TEXTE SOURCE:
Deuxième femme à prendre la tête de l'UNESCO, Audrey Azoulay, 45 ans, décroche le poste de directrice générale qu'occupait la Bulgare Irina Bokova depuis 2009. Avant elle, un seul Français avait obtenu ce poste : René Maheu, en 1962.
La Française a recueilli les 30 voix nécessaires pour lui assurer la victoire devant son concurrent qatari Hamad bin Abdulaziz AL-Kawari (28 voix), avec qui la course finale était serrée.
En tout huit candidats briguaient le poste de direction, représentant la Chine, le Vietnam, l'Azerbaïdjan, l'Egypte, le Qatar, l'Irak, le Liban, et la France donc. La moitié sont des pays arabes qui n'ont jamais dirigé l'UNESCO depuis sa création.

EXERCICE COURT: Poursuivez le texte sur l'élection d'Audrey Azoulay à l'UNESCO à partir de sa dernière phrase. Les lignes n'ont aucun rôle dans ce travail.

LIGNES FOURNIES:
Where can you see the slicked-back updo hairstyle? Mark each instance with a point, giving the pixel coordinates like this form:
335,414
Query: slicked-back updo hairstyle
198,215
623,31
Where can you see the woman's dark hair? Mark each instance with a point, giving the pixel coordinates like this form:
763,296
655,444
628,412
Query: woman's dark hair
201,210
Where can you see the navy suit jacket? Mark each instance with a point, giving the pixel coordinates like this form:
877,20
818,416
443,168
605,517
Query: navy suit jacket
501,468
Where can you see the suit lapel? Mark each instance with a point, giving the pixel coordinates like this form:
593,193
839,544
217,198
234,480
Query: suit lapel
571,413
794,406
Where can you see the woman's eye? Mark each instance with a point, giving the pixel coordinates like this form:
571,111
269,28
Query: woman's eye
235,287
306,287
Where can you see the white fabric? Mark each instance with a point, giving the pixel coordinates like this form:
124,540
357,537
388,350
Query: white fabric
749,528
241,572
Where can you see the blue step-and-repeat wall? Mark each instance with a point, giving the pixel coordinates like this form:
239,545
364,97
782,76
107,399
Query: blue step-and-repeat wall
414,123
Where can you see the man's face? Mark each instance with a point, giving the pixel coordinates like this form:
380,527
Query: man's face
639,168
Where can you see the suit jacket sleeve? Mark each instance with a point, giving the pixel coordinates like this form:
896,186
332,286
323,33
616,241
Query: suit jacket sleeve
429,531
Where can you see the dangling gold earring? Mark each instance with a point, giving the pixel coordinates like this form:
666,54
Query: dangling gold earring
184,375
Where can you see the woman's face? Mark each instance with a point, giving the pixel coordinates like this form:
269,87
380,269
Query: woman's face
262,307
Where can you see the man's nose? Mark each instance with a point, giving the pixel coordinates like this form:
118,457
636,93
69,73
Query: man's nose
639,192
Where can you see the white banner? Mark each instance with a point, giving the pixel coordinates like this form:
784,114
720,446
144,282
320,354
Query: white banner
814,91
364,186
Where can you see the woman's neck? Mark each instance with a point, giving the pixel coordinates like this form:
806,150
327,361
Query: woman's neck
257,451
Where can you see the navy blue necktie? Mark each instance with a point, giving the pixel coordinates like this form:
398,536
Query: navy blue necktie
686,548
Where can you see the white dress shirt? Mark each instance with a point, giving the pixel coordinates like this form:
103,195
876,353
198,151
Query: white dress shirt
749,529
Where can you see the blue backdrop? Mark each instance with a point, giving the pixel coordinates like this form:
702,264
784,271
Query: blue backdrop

RÉSULTAT ATTENDU:
► UNESCO : la course à la Direction générale s'annonce serrée
Promouvoir l'éducation - telle est la priorité d'Audrey Azoulay à la direction de l'UNESCO. C'est "une ambition [qui] doit être réaffirmée notamment en Afrique", défendait-elle dans sa profession de foi. Cette promotion de l'éducation doit aussi passer, selon elle, par une adaptation au numérique. Elle veut aussi promouvoir l'éducation secondaire des filles : "C'est une conviction de femme que le chemin vers la parité est un chemin de progrès pour la société toute entière", souligne-t-elle.
Elle insiste sur la protection du patrimoine matériel ou immatériel dans le monde, rôle qui incombe à l'UNESCO et qu'elle a défendu en tant que ministre (voir plus loin dans l'article). Audrey Azoulay valorise aussi "la diversité culturelle" dans l'univers numérique et dans les nouveaux médias. L'UNESCO se doit, insiste-t-elle, de toujours protéger les journalistes et de défendre la liberté d'expression.
L'environnement et la recherche scientifique : un enjeu majeur pour l'UNESCO qui pourrait "créer un lien plus étroit entre la recherche et les politiques publiques".
"La prévention des conflits doit toujours être privilégiée pour ne pas aboutir à des situations de blocage", insiste Audrey Azoulay dans son exposé, renforçant l'idée de l'UNESCO comme "organisation du dialogue entre les peuples".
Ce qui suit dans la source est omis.